*Requirements*
Quote every one of the following rows verbatim, without altering a single character.

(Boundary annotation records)
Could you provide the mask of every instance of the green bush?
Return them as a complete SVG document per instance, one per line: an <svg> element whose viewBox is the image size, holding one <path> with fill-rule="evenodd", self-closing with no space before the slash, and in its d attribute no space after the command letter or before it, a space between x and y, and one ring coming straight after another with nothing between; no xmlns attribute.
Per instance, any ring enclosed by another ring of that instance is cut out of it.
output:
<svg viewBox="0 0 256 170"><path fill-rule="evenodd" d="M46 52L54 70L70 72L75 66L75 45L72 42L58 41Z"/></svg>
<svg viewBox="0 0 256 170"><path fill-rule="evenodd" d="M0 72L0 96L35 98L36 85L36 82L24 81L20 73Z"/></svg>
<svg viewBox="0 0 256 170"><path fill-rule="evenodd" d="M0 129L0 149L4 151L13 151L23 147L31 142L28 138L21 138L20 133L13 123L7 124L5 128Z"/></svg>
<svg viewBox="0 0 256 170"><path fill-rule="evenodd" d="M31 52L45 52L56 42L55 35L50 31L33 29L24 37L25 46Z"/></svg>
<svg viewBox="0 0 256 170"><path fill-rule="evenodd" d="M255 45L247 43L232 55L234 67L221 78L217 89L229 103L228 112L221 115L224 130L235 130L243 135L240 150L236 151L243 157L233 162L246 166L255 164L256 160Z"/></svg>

*Output for this exercise*
Could you provide the mask of every instance of the green bush?
Return them as a complete SVG document per instance, one per line: an <svg> element whose viewBox is the image size, holding one <path> with fill-rule="evenodd", self-closing with no space before the slash, and in its d attribute no space after the command letter or before it, a space between x and y, and one ring coming straight after another with nothing between; no xmlns attribute.
Per instance, any ring enclosed by another ring of that instance is cut out of it.
output:
<svg viewBox="0 0 256 170"><path fill-rule="evenodd" d="M46 52L54 70L70 72L75 66L75 45L72 42L58 41Z"/></svg>
<svg viewBox="0 0 256 170"><path fill-rule="evenodd" d="M0 72L0 96L35 98L36 85L36 82L24 81L20 73Z"/></svg>
<svg viewBox="0 0 256 170"><path fill-rule="evenodd" d="M0 129L0 149L4 151L13 151L23 147L31 142L28 138L21 138L20 133L13 123L7 124L5 128Z"/></svg>
<svg viewBox="0 0 256 170"><path fill-rule="evenodd" d="M31 52L45 52L56 42L55 35L50 31L33 29L24 37L25 46Z"/></svg>
<svg viewBox="0 0 256 170"><path fill-rule="evenodd" d="M255 45L247 43L232 55L234 67L221 78L217 89L229 103L228 112L221 115L224 130L235 130L243 135L240 150L236 151L243 157L233 162L246 166L255 164L256 160Z"/></svg>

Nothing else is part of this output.